[Named object pointing entries]
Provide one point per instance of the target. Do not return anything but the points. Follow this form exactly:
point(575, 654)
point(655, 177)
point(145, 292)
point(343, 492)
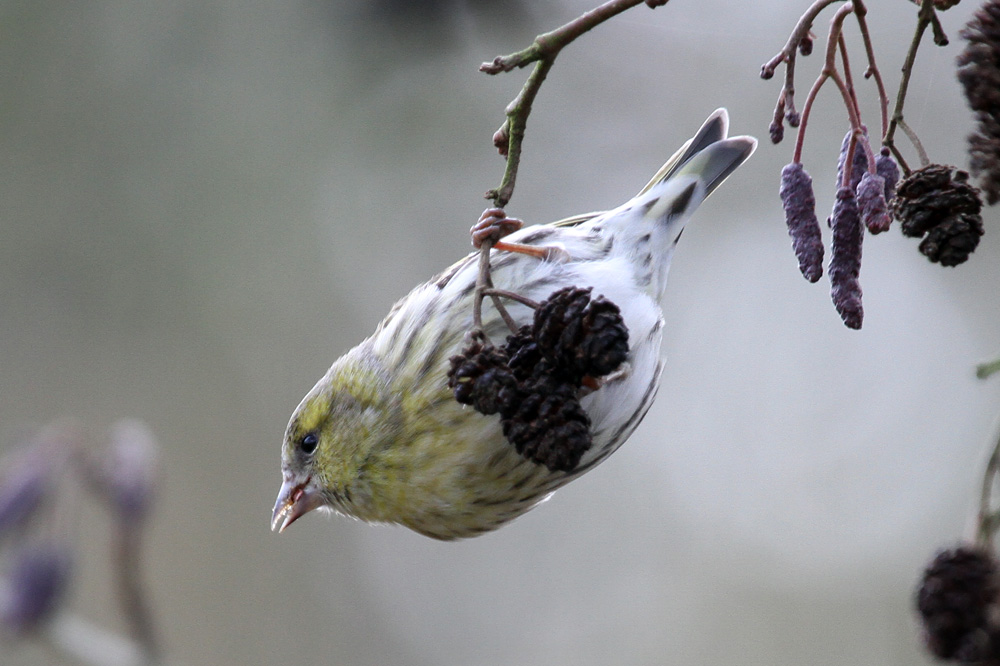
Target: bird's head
point(333, 437)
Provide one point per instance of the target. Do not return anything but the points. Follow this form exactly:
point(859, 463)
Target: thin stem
point(484, 287)
point(133, 600)
point(482, 282)
point(988, 519)
point(543, 52)
point(915, 140)
point(925, 16)
point(861, 11)
point(523, 300)
point(984, 370)
point(848, 78)
point(829, 72)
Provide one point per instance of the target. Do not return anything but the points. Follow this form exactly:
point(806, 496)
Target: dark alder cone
point(984, 156)
point(871, 200)
point(945, 207)
point(951, 242)
point(478, 376)
point(979, 73)
point(548, 426)
point(523, 352)
point(799, 202)
point(887, 168)
point(845, 262)
point(954, 600)
point(581, 336)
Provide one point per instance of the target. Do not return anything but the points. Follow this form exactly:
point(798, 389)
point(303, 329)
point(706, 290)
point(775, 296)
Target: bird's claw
point(494, 224)
point(591, 384)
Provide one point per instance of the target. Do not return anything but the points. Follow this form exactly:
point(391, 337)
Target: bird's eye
point(308, 442)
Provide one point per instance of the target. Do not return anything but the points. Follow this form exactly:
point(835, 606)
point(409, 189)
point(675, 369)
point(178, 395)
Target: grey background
point(204, 203)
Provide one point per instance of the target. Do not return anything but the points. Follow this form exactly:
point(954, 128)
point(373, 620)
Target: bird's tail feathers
point(694, 171)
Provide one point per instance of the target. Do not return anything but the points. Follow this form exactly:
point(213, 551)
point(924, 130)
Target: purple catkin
point(800, 215)
point(22, 491)
point(845, 262)
point(776, 131)
point(886, 167)
point(860, 159)
point(35, 586)
point(871, 201)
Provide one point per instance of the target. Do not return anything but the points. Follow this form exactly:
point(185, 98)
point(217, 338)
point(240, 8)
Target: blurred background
point(205, 203)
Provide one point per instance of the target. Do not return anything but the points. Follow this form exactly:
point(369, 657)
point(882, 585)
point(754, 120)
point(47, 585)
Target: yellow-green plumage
point(381, 437)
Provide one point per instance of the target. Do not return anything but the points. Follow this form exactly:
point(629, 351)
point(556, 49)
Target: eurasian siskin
point(382, 437)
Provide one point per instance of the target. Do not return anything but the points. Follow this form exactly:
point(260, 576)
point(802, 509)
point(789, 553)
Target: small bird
point(382, 438)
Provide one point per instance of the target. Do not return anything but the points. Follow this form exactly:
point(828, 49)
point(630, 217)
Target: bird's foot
point(590, 384)
point(494, 224)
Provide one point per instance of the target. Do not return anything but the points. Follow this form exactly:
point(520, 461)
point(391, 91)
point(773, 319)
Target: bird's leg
point(494, 224)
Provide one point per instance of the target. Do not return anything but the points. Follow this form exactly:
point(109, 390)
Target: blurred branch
point(542, 53)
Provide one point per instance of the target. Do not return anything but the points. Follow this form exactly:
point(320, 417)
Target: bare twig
point(984, 370)
point(989, 519)
point(926, 16)
point(829, 71)
point(136, 609)
point(542, 52)
point(861, 12)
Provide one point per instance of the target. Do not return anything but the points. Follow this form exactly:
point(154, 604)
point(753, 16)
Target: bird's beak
point(295, 499)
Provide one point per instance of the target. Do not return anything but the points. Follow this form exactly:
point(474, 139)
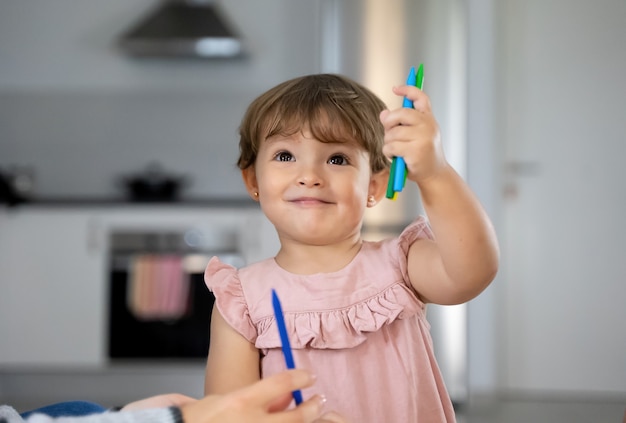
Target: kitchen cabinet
point(51, 276)
point(54, 273)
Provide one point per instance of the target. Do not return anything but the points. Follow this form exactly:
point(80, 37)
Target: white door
point(562, 126)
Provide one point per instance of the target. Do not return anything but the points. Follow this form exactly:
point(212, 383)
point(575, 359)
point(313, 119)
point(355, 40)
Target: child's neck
point(311, 259)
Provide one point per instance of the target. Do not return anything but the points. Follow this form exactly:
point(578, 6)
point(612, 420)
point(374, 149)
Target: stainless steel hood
point(183, 28)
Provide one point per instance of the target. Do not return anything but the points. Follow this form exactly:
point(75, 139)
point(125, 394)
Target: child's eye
point(338, 159)
point(283, 156)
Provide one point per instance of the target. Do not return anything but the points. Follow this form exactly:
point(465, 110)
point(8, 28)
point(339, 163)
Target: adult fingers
point(273, 388)
point(307, 412)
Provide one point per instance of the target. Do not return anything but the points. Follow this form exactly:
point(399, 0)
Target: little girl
point(314, 152)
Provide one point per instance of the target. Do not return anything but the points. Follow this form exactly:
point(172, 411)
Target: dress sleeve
point(223, 280)
point(418, 229)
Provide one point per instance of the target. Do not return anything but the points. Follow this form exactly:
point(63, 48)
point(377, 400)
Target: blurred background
point(118, 144)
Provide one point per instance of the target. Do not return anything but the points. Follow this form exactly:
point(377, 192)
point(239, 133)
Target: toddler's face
point(313, 192)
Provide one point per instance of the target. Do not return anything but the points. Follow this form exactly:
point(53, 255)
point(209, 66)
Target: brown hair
point(333, 108)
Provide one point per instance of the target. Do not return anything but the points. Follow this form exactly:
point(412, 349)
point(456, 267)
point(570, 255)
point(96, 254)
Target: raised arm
point(463, 258)
point(233, 361)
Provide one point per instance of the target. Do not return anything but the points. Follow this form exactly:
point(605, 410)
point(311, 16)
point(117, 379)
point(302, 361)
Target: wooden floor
point(526, 411)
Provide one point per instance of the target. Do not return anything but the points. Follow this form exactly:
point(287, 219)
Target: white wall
point(101, 114)
point(559, 118)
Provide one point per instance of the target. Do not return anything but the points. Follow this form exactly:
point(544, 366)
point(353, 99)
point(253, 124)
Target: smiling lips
point(309, 201)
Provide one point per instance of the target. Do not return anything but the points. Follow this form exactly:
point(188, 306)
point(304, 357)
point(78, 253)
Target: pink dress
point(361, 330)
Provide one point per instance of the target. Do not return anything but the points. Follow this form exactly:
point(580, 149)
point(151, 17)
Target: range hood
point(183, 28)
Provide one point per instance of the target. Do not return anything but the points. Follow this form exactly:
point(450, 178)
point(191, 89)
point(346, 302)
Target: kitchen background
point(529, 96)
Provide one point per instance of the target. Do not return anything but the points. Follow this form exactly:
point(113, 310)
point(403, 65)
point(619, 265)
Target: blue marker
point(399, 177)
point(284, 340)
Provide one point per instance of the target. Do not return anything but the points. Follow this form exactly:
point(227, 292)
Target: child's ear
point(378, 186)
point(249, 179)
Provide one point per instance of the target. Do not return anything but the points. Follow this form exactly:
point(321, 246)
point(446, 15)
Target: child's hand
point(413, 134)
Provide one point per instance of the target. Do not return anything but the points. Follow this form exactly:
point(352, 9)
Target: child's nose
point(310, 177)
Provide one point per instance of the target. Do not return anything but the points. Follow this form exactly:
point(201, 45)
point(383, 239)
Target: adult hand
point(263, 402)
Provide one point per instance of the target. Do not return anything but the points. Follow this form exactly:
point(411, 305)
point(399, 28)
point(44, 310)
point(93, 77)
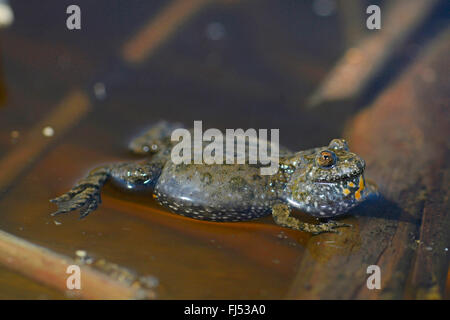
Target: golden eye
point(326, 159)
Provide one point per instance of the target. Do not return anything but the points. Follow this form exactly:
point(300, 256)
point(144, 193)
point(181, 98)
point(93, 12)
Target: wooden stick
point(360, 63)
point(50, 269)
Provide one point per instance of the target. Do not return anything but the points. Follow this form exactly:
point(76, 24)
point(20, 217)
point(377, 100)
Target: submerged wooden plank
point(50, 268)
point(403, 137)
point(59, 121)
point(361, 62)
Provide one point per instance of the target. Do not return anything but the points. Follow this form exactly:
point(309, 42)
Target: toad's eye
point(326, 159)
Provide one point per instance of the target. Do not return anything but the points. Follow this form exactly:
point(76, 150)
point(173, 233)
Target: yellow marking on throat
point(361, 188)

_Exercise details_: Every record gets retyped exactly; no picture goes into the copy.

_Answer_:
Provide one point per instance of the target. Do not return anything but the points. Follow this form exactly:
point(575, 654)
point(655, 177)
point(145, 292)
point(343, 492)
Target: bird's head
point(333, 437)
Provide one point per instance of the target. Do not return anything but the points. Follow this form exactly:
point(859, 463)
Target: thin stem
point(484, 287)
point(133, 600)
point(482, 282)
point(988, 519)
point(543, 52)
point(915, 140)
point(925, 16)
point(861, 11)
point(523, 300)
point(984, 370)
point(848, 78)
point(829, 72)
Provide one point per instance of the target. Do not return anything but the points. Follow this form exactly:
point(806, 496)
Target: dark alder cone
point(984, 156)
point(871, 200)
point(945, 207)
point(951, 242)
point(478, 376)
point(979, 73)
point(548, 426)
point(523, 352)
point(799, 202)
point(887, 168)
point(845, 262)
point(954, 600)
point(581, 336)
Provide one point per instance of the target. Do not return anything but the points. Follow this form exactly:
point(798, 389)
point(303, 329)
point(706, 290)
point(775, 296)
Target: bird's claw
point(494, 224)
point(591, 384)
Provide one point per instance of the target. Do not return anything but the points. Follow this form exactly:
point(391, 337)
Target: bird's eye
point(308, 442)
Provide one point per instance of the target. Do not return anything but the points. Follow this form exactly:
point(835, 606)
point(409, 189)
point(675, 369)
point(178, 395)
Target: grey background
point(204, 203)
Provide one point per instance of the target. Do not return anything but the points. Follow this form exactly:
point(954, 128)
point(373, 620)
Target: bird's tail feathers
point(694, 171)
Provide one point per instance of the target. Do not return anything but the points. Follow this form exactly:
point(213, 551)
point(924, 130)
Target: purple catkin
point(800, 215)
point(22, 491)
point(845, 262)
point(776, 131)
point(886, 167)
point(860, 159)
point(35, 586)
point(871, 201)
Provide one point per instance of the target. Do not return anything but the points. Follow this form exactly:
point(185, 98)
point(217, 338)
point(240, 8)
Target: blurred background
point(205, 203)
Provide one point per instance of the target. Do not return anything but the points. Follow this form exactly:
point(369, 657)
point(882, 585)
point(754, 120)
point(47, 585)
Target: yellow-green plumage
point(381, 437)
Provide one point per instance of the target. Do not return anything but the points. Follow this form exactly:
point(629, 351)
point(556, 49)
Target: eurasian siskin
point(382, 437)
Provide one point per instance of the target. Do not return anything but the points. Follow this form exactly:
point(260, 576)
point(802, 509)
point(789, 553)
Target: small bird
point(382, 438)
Provide one point per instance of the target. Do not return anything but the points. Follow this form exactly:
point(828, 49)
point(630, 217)
Target: bird's foot
point(590, 384)
point(494, 224)
Provide one point per instance of the target. Do not return anything but the points. Follow this form exactly:
point(520, 461)
point(391, 91)
point(773, 319)
Target: bird's leg
point(494, 224)
Provide one point per instance of the target. Do not return anything but the points. Follow this form exactly:
point(109, 390)
Target: blurred branch
point(542, 53)
Provide one point per instance of the target. Do not return anything but the points. Follow this form exactly:
point(320, 417)
Target: bare twig
point(984, 370)
point(989, 519)
point(926, 16)
point(829, 71)
point(136, 609)
point(542, 52)
point(861, 12)
Provide one point per instance of the target. Do not return anything but the points. Follow this form exactly:
point(154, 604)
point(753, 16)
Target: bird's beak
point(295, 499)
Provide one point per instance of the target. Do not return anything but the points. Follow this form exactly:
point(474, 139)
Target: kitchen cabinet
point(51, 276)
point(54, 273)
Provide one point per instance of the target. Do not return anything but the points. Follow this form exactly:
point(80, 37)
Target: white door
point(562, 126)
Provide one point per instance of the target. Do not return anything but the points. Follow this form exactly:
point(212, 383)
point(575, 359)
point(313, 119)
point(355, 40)
Target: child's neck
point(311, 259)
Provide one point per instance of the target. Do not return anything but the points. Follow this form exactly:
point(578, 6)
point(612, 420)
point(374, 149)
Target: stainless steel hood
point(183, 28)
Provide one point per instance of the target. Do not return anything but the points. Follow this form exactly:
point(75, 139)
point(125, 394)
Target: child's eye
point(338, 159)
point(283, 156)
Provide one point per instance of the target. Do not return anything but the points. Follow this form exactly:
point(465, 110)
point(8, 28)
point(339, 163)
Target: adult fingers
point(273, 388)
point(307, 412)
Provide one point per instance of the target. Do not return anything but the points. Follow this form exactly:
point(399, 0)
Target: little girl
point(314, 152)
Provide one point per instance of the target. Do not return anything but the points. Follow this form exactly:
point(172, 411)
Target: dress sleeve
point(223, 280)
point(418, 229)
Provide one point per instance of the target. Do not return anything but the points. Follow this form exactly:
point(63, 48)
point(377, 400)
Target: blurred background
point(118, 144)
Provide one point per instance of the target. Do not return anything but the points. Follow this form exactly:
point(377, 192)
point(239, 133)
Target: toddler's face
point(313, 192)
Provide one point per instance of the target. Do not return anything but the points. Follow this form exactly:
point(53, 255)
point(209, 66)
Target: brown hair
point(333, 108)
Provide one point per instance of the target. Do not return anything but the points. Follow this form exactly:
point(412, 349)
point(456, 267)
point(570, 255)
point(96, 254)
Target: raised arm
point(463, 258)
point(233, 361)
Provide one point per instance of the target. Do not return anything but the points. Follow this form exactly:
point(605, 410)
point(311, 16)
point(117, 379)
point(302, 361)
Target: wooden floor
point(526, 411)
Provide one point per instance of the target. Do not return anything but the points. Follow this form exactly:
point(287, 219)
Target: white wall
point(101, 114)
point(559, 118)
Provide one point per instance of the target. Do not return anything but the points. Follow this form exactly:
point(544, 366)
point(353, 99)
point(253, 124)
Target: smiling lips
point(309, 201)
Provide one point per instance of the target. Do not return anything but the points. Follow this form exactly:
point(188, 306)
point(304, 357)
point(78, 253)
Target: pink dress
point(361, 330)
Provide one point per instance of the target. Do not return anything but the points. Follow this form exactly:
point(580, 149)
point(151, 17)
Target: range hood
point(183, 28)
Provide one point per instance of the target. Do not return anything but the points. Follow this form exactly:
point(450, 178)
point(191, 89)
point(346, 302)
Target: kitchen background
point(529, 96)
Provide one point per instance of the target. Do not return anything but the points. Follow this form exactly:
point(113, 310)
point(403, 65)
point(619, 265)
Target: blue marker
point(399, 177)
point(284, 340)
Provide one point per instance of the target. Do not return anything but the points. Follow this form exactly:
point(227, 292)
Target: child's ear
point(378, 186)
point(249, 179)
Provide one point per instance of the target. Do not return anything but the points. Follow this form exactly:
point(321, 246)
point(446, 15)
Target: child's hand
point(413, 134)
Provide one point per instance of the target. Do not return anything but the points. Follow this form exactly:
point(352, 9)
Target: child's nose
point(310, 177)
Provide one point per instance of the target. Do not return anything but the points. Follow this form exactly:
point(201, 45)
point(383, 239)
Target: adult hand
point(263, 402)
Provide one point per instance of the target. Do not return anything but the points. Follow this form exactly:
point(411, 305)
point(399, 28)
point(44, 310)
point(93, 77)
Target: golden eye
point(326, 159)
Provide one point per instance of the target. Do not return anything but the points. Follow this form exactly:
point(300, 256)
point(144, 193)
point(181, 98)
point(93, 12)
Target: wooden stick
point(360, 63)
point(50, 269)
Provide one point per instance of the target. Do not return anything but the points. Follow this form exactly:
point(76, 24)
point(20, 217)
point(377, 100)
Target: submerged wooden plank
point(50, 268)
point(403, 137)
point(59, 121)
point(361, 62)
Provide one point per instance of the target. Do not return anything but the points. Follow this form exactly:
point(309, 42)
Target: toad's eye
point(326, 159)
Provide one point per instance of the target. Do not return anything but the points. Follow this form exactly:
point(76, 150)
point(173, 233)
Target: yellow marking on throat
point(361, 188)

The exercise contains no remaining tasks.